▼
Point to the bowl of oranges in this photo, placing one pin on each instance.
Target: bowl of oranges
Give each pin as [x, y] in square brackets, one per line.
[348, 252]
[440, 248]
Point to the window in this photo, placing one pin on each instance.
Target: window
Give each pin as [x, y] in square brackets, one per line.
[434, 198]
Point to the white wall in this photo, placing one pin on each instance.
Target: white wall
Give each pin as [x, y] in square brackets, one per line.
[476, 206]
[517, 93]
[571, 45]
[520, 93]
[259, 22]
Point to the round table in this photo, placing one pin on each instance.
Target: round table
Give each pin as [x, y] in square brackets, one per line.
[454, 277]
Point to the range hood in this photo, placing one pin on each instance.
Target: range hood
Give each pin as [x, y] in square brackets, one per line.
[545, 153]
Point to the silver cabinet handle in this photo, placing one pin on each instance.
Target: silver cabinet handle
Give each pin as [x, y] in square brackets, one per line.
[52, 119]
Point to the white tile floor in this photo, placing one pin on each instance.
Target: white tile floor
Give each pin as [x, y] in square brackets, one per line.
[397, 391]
▲
Copy out everything in the material from the line containing "Point to the silver" down to the end of the material, keeping each line unchanged.

RESPONSE TO THE TASK:
Point to the silver cabinet handle in this photo, placing one pin on each instance.
Target: silver cabinet handle
Give each pin as [x, y] in square brackets, one per line.
[52, 119]
Point to the white tile floor in this photo, placing one pin on each instance.
Target: white tile floor
Give each pin as [x, y] in square brackets, one per line.
[397, 391]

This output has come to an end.